> Exercise description: Give a verbatim repeat of the lines that run from the line containing "Expected output: one marker per instance of the sky, giving" to the end of the data below.
:::::
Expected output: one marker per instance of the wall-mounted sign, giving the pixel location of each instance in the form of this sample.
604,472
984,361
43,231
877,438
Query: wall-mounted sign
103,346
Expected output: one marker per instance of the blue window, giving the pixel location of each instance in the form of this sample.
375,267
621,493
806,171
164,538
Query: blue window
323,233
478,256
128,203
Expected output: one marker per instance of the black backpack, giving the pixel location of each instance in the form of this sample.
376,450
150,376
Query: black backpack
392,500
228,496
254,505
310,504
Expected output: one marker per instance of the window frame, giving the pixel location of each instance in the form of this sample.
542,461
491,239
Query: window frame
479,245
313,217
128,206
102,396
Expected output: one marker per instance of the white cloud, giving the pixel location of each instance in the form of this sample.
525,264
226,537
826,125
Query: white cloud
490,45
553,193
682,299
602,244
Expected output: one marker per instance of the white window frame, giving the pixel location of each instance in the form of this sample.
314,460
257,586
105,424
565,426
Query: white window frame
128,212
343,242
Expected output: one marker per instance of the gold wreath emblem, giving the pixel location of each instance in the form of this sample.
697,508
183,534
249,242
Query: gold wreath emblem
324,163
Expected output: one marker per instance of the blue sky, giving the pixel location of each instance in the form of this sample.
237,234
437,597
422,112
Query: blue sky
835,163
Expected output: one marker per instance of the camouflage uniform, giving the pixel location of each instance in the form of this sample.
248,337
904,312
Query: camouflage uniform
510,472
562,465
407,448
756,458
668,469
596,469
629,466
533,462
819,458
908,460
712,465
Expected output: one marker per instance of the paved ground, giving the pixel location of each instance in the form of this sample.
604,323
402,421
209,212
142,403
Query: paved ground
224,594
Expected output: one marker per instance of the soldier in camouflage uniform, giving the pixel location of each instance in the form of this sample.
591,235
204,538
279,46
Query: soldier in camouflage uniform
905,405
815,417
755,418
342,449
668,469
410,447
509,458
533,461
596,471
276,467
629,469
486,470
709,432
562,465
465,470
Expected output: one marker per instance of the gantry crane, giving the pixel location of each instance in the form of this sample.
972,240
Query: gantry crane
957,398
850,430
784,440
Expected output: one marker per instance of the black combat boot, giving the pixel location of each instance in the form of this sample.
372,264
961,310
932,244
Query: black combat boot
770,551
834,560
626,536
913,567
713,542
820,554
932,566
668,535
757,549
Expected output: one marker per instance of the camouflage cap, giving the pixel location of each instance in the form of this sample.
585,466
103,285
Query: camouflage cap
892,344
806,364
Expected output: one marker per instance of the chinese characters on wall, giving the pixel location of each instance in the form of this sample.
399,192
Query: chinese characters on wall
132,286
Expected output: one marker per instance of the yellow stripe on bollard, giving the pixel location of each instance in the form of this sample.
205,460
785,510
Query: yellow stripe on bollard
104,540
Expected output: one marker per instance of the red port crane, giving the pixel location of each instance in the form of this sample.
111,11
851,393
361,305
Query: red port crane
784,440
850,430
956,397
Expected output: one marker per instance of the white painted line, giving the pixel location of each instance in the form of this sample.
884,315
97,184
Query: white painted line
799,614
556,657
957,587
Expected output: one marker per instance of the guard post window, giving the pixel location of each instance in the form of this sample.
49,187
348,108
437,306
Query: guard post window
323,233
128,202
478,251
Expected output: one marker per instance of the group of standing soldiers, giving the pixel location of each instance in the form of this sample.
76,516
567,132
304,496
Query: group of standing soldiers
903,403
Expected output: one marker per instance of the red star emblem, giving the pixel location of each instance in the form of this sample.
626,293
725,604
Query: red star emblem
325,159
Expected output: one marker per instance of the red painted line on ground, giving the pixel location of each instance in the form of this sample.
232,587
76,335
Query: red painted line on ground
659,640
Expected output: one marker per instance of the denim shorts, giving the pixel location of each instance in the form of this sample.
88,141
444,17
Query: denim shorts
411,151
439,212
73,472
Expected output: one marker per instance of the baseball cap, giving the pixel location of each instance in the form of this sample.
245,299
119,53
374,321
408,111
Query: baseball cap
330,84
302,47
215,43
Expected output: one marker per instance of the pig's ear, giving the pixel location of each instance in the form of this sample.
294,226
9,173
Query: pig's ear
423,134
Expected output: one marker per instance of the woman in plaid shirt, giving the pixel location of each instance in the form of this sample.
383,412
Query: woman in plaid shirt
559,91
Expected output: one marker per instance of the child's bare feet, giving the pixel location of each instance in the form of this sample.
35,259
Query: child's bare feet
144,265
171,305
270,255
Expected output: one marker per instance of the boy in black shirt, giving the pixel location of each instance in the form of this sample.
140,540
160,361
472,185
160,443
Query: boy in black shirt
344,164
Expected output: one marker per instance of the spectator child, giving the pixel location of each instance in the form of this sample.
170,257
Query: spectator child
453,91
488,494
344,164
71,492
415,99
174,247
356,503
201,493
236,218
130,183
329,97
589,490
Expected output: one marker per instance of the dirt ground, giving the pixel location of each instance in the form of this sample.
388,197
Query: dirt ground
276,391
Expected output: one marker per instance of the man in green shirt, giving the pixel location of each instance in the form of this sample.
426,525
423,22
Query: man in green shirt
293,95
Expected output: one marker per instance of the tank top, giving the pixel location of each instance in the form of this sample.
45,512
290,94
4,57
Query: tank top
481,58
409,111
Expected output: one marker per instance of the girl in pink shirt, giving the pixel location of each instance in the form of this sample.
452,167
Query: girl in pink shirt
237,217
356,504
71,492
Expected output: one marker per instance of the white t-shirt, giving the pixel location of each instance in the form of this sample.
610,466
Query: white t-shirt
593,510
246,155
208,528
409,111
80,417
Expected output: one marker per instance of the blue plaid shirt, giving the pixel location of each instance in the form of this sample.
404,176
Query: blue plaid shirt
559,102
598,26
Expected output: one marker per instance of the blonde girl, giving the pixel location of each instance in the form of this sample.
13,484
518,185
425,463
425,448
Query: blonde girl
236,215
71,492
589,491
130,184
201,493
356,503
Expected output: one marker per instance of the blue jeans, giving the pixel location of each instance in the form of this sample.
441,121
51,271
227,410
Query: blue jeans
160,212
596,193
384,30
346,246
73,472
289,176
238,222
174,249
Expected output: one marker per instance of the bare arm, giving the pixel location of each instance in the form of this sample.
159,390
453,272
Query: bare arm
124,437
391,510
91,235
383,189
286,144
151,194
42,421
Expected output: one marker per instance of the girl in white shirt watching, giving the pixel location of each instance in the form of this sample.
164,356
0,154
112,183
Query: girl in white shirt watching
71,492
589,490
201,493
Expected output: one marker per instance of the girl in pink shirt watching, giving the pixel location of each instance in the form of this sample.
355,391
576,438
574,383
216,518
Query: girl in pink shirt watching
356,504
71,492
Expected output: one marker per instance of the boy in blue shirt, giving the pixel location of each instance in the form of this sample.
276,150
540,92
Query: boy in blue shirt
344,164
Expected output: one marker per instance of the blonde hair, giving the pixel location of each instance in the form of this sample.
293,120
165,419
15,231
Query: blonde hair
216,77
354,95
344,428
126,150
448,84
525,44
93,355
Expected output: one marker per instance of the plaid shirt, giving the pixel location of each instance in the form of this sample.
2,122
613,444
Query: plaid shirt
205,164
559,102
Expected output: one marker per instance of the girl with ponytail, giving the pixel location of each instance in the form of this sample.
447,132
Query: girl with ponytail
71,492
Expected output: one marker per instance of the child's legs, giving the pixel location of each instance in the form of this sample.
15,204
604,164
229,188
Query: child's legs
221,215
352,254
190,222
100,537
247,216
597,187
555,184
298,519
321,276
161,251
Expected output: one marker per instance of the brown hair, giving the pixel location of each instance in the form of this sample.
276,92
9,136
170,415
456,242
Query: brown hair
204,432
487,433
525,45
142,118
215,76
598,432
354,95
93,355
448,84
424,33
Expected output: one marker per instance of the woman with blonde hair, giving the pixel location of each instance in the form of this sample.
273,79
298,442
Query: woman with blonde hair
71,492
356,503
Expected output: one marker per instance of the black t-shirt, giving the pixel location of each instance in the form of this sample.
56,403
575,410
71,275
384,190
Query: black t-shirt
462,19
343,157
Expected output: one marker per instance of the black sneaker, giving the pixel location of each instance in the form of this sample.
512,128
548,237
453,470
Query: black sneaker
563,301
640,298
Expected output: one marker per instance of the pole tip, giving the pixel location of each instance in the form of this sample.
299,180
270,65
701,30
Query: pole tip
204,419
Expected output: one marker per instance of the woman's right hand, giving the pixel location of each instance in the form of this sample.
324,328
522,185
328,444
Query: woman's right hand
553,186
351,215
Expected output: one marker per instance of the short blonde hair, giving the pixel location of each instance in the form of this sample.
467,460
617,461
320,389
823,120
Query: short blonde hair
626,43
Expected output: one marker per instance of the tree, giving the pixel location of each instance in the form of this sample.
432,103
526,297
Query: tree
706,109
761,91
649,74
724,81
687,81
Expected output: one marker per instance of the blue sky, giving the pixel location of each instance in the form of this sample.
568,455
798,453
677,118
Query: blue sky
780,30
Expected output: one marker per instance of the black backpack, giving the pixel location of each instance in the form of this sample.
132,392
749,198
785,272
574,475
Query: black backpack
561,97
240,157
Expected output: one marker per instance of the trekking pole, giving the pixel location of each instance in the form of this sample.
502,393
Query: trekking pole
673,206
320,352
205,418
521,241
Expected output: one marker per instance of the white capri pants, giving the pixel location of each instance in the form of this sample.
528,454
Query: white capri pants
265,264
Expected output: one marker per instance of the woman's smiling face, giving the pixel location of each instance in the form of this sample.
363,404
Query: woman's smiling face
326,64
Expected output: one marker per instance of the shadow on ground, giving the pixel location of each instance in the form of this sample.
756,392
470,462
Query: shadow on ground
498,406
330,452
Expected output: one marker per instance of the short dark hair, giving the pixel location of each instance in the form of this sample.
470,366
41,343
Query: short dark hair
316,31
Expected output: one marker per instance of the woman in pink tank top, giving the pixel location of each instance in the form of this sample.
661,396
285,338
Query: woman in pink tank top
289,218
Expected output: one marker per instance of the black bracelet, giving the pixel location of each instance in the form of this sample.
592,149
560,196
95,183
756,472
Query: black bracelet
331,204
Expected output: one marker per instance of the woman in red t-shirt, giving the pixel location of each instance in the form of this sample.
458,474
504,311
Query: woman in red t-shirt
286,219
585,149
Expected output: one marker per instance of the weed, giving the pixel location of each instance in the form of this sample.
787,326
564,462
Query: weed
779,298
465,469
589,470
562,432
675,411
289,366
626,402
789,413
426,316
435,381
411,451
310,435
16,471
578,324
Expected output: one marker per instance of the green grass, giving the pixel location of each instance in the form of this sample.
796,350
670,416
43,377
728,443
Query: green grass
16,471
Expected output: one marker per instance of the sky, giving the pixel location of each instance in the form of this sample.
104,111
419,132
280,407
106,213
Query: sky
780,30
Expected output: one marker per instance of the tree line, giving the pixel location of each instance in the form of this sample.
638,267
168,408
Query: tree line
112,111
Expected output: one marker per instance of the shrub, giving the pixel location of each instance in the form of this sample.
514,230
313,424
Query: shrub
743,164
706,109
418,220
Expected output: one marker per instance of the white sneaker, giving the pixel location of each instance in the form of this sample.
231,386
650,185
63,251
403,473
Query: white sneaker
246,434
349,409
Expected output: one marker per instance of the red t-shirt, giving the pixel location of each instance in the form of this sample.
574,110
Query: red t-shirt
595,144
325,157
:::::
> Exercise output:
Expected output: one marker per instance of the sky, giving the pixel location of each instance in the form of this sample.
104,111
419,132
280,407
106,213
Query: sky
780,30
Expected output: one marker per instance of the tree line, giving the pixel location of each instance in the form of this sample.
638,267
168,408
Query: tree line
112,111
Expected output: one marker per instance of the shrub, giving the pixel location of each instance in the form of this sample.
514,230
313,424
Query: shrub
743,164
706,109
418,220
Expected output: one marker per instance of the white sneaker, giving the pixel location of each instance in the form of this sample.
231,386
650,185
63,251
403,473
Query: white sneaker
246,434
349,409
Expected output: one marker per instance of the red t-shirt, giving the pixel location of each instance in the form of this sample.
574,110
Query: red t-shirt
595,144
325,157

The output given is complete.